* _Tasks to complete_:
(a) In the text about the Seicento Schumacher, what mileage does the car show now that it has been bought back?
(b) List every year mentioned in the text about the Seicento Schumacher.

* _Text section_:
____

The closest thing to a Ferrari I will ever own.

Introduction

I bought a new Seicento Schumacher in 2001. For ten years I treasured it and used it, in that time clocking up 25000 miles. Drove from Devon to Magny Cours for the 2008 French Grand Prix. In 2010 I had to let it go as I had another car from work and could not justify keeping two cars and the story ended there. I often regretted letting it go. In February 2025, just a few weeks ago, my son saw it advertised on Facebook marketplace, owned by the people I sold it to. We went to see it and it did look a sorry state, sun damaged paint. Of course I bought it and it is now in my garage, back where it belongs. I've had it serviced and it seems mechanically sound, it's done 55000 miles. I am now working out how to restore the bodywork and return it to how it should be. Lots of work to do.
Red cars do that - apparently because they - in order to be red - must absorb all the shorter wavelengths, which causes the damage - absorption of energy.
Oh well.
A repaint in my local area is eyewateringly expensive; +3000 euros... However, a thing called Plasti-dip can be applied as a new outer layer. DIY - and it being opaque, means you can have your colour of choice.
Just an idea.

25.000 miles in a decade - that's 2.500 miles/year. Not a lot. Now at 55k miles. Wow; almost new.
For comparison, my ten year younger 2011 Panda has 155k miles on it. 11k miles/year.

Odd thing I've discovered; around here, small cars do big mileage. Big cars don't. Kinda silly, as one would assume travelers bought bigger, more comfortable and capable cars. I mean, highway commute in a Panda is no fun! But no - it's near-impossible to get hold of low mileage small cars.

____

* _Supplied information_:

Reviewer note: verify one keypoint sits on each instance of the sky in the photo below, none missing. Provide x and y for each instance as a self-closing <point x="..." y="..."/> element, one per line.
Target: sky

____

* _Full solutions_:
(a) 55,000 miles

(b) 2001, 2008, 2010, 2025, 2011